TEXTO DADO
○ ○ ○ ○ ○ ○ ○
Análisis

joaquín aurioles

La perspectiva de la desigualdad

Si se hunde el PIB, se deteriora la atención sanitaria, debido al desplazamiento de las rutinas hospitalarias y la educación se atrofia en su desconcierto, no es de extrañar que el índice de desarrollo humano (PNUD, Naciones Unidas) haya descendido por primera vez en su historia y en la mayoría de los países, con los consiguientes efectos adversos sobre la pobreza y la desigualdad.

Las estadísticas tardarán todavía en reflejarlo (se acaba de publicar la Encuesta Europea de Condiciones de Vida en 2019), pero la preocupación lleva a afinar en la observación de lo que está ocurriendo. No es una enfermedad de grandes ciudades (Madrid, Barcelona o Nueva York), ni trata de igual forma a pobres y a ricos, sino que se instala entre la desigualdad social y perjudica especialmente a los más desfavorecidos. Estos tienen más difícil limitar el riesgo de contagio (distancia social e higiene) y la precarización de las relaciones laborales y la tasa de economía sumergida contribuyen a agravar la desigualdad. En este contexto, la garantía de un mínimo vital de subsistencia que permita relajar la necesidad de riesgos laborales excesivos, no es solo una medida de carácter social, sino también aséptica.

La epidemia se comporta, por tanto, como un potente amplificador de las desigualdades, pero también discurre por variantes ajenas a la estructura social. No solo es cuestión de ricos y pobres. Los mayores son grandes perdedores porque son más vulnerables y tienen más dificultades de reinserción laboral si, como parece, se amplía la brecha digital intergeneracional. En todo caso, el efecto balsámico de los ERTE y los créditos de tesorería siguen maquillando el efecto final de la crisis sobre la economía y el empleo, aunque ya son evidentes algunas de las categorías claramente ganadoras y perdedoras.
○ ○ ○ ○ ○ ○ ○
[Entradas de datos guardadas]

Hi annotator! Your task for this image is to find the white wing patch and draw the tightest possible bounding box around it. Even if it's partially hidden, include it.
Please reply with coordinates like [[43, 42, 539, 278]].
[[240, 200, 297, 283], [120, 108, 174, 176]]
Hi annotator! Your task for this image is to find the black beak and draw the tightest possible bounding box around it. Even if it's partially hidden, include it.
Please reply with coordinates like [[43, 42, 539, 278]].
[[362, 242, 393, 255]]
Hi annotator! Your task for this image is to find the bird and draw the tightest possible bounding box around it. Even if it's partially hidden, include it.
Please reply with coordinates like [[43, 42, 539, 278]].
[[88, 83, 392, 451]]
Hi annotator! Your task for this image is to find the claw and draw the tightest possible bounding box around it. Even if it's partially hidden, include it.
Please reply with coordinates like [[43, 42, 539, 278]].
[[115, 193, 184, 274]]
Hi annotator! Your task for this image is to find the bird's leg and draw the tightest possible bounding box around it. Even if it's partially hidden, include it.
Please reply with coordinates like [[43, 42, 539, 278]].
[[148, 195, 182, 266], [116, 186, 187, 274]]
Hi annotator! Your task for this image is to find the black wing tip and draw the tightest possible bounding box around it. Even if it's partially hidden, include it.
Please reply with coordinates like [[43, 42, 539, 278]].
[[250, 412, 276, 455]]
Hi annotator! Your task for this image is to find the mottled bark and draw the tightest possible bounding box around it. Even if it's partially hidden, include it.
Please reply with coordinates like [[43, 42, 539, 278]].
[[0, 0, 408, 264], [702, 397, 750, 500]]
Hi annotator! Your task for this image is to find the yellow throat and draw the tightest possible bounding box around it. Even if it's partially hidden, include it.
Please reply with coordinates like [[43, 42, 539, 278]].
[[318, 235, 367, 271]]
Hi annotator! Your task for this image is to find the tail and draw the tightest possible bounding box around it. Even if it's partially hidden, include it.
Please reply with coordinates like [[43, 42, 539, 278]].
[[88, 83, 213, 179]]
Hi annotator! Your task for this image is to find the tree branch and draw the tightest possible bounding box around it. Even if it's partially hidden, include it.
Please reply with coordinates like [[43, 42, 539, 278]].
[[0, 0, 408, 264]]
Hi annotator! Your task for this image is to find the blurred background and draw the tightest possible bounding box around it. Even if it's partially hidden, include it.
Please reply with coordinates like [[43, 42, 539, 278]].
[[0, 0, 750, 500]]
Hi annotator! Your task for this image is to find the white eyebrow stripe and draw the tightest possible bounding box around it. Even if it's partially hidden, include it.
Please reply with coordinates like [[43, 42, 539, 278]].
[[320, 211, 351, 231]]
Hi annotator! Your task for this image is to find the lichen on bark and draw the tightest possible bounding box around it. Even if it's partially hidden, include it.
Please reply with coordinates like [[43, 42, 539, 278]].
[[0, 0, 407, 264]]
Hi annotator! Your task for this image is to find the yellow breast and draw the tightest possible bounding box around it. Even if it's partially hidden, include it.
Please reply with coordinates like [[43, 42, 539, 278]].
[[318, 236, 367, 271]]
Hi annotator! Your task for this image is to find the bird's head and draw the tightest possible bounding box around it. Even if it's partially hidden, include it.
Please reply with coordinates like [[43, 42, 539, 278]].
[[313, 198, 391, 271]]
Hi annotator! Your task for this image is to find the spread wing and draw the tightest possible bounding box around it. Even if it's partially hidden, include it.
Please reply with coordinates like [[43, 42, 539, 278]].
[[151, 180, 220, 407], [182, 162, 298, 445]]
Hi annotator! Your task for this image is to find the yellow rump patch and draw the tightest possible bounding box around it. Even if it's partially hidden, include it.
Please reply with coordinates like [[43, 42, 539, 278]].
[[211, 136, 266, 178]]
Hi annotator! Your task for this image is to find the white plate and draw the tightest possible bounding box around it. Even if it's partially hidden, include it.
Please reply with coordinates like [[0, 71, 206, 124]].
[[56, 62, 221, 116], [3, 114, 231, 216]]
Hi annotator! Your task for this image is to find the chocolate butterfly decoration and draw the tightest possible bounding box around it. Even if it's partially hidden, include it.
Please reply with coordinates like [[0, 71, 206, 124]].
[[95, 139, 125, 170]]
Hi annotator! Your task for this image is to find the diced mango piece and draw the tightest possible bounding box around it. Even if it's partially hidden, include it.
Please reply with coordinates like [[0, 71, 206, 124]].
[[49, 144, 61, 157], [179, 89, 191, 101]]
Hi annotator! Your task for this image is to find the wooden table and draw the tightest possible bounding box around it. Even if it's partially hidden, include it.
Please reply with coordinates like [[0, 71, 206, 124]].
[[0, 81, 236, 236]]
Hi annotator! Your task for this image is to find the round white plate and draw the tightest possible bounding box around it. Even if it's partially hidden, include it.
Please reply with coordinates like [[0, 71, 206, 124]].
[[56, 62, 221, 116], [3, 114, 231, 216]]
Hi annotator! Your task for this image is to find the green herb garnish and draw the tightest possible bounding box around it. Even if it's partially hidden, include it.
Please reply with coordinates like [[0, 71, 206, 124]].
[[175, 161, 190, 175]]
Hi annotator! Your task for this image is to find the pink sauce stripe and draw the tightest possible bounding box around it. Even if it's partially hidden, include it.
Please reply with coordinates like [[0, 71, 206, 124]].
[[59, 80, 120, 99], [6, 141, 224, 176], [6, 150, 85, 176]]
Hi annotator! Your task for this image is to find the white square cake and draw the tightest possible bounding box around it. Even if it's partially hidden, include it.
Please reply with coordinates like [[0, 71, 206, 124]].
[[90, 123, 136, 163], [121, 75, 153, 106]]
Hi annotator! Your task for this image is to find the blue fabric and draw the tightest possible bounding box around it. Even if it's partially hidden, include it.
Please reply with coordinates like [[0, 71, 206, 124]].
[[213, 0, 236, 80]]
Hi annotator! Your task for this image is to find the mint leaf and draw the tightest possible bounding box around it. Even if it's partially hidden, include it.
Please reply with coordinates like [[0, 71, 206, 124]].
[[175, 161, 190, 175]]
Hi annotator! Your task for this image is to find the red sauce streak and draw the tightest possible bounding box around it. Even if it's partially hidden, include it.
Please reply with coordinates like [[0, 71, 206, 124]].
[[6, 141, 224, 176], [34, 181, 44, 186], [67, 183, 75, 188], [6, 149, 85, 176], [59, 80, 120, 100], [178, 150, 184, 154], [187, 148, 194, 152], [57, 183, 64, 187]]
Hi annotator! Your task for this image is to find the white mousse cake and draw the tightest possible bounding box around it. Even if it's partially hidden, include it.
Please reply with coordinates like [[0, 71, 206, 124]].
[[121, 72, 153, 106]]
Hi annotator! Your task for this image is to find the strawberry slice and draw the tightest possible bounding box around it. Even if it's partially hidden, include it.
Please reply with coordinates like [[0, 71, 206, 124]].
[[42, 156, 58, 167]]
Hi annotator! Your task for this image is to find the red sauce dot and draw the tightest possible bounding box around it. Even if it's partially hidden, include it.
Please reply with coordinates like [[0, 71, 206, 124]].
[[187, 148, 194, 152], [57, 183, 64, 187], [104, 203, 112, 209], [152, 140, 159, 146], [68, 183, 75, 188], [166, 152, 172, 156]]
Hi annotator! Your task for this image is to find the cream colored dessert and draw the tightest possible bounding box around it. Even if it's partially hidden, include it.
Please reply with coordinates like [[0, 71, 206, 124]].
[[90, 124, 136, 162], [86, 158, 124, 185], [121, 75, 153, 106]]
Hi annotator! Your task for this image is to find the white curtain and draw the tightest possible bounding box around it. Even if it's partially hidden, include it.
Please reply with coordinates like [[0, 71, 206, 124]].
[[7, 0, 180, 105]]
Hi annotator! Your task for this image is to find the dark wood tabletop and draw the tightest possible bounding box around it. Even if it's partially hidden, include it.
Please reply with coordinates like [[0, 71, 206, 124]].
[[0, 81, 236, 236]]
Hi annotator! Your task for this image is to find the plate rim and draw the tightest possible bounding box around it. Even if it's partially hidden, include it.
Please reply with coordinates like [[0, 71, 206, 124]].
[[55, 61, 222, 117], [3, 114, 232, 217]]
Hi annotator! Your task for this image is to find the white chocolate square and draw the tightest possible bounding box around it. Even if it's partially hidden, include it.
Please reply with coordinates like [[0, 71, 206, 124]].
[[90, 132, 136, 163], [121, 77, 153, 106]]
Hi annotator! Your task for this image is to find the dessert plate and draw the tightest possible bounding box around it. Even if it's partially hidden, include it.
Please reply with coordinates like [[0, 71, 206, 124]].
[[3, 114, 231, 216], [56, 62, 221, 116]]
○ ○ ○ ○ ○ ○ ○
TAREAS POR REALIZAR
1. Según el artículo sobre la desigualdad, ¿qué índice de Naciones Unidas ha bajado por primera vez en su historia?
2. Reproduce del artículo sobre la desigualdad el fragmento que empieza con "Las estadísticas tardarán" y sigue hasta "sino también aséptica.".
3. Prosigue el artículo sobre la desigualdad a partir de donde termina.
Este listado procede de otra fuente.

PROBLEMAS RESUELTOS
1. El índice de desarrollo humano (PNUD, Naciones Unidas).

2.
Las estadísticas tardarán todavía en reflejarlo (se acaba de publicar la Encuesta Europea de Condiciones de Vida en 2019), pero la preocupación lleva a afinar en la observación de lo que está ocurriendo. No es una enfermedad de grandes ciudades (Madrid, Barcelona o Nueva York), ni trata de igual forma a pobres y a ricos, sino que se instala entre la desigualdad social y perjudica especialmente a los más desfavorecidos. Estos tienen más difícil limitar el riesgo de contagio (distancia social e higiene) y la precarización de las relaciones laborales y la tasa de economía sumergida contribuyen a agravar la desigualdad. En este contexto, la garantía de un mínimo vital de subsistencia que permita relajar la necesidad de riesgos laborales excesivos, no es solo una medida de carácter social, sino también aséptica.

3.
Entre los ganadores, el sector sanitario y el farmacéutico, así como también las tecnológicas en general, mientras que todos situamos al turismo y al comercio tradicional entre los perdedores, además de la cultura, el ocio y otras actividades de fuerte contenido presencial. Entre ambos grupos, una muy variada gama de realidades y pronósticos y la convicción de la necesidad de una adaptación general inteligente a nuevos protocolos de relaciones sociales y laborales (el contacto virtual desplaza al presencial y teletrabajo), aunque con matizaciones de interés.

Hay que distinguir, por ejemplo, entre lo inmediato y lo definitivo, aunque para sobrevivir a lo primero sea necesario disponer de instrumentos eficaces de política económica. También aumenta la valoración de la flexibilidad frente a la especialización.

El riesgo de pobreza disminuye con la capacidad de adaptación de las personas, pero esta regla también es válida para las empresas que en tiempos de cambio e incertidumbre se inclinan por las estrategias defensivas frente a las agresivas. Por último, el problema de la desigualdad aumenta con la insuficiencia de los recursos fiscales, pero la tentación de subir impuestos en tiempos de crisis puede perjudicar gravemente la inversión privada e incluso la propia recaudación, ambas especialmente trascendentes en la coyuntura actual.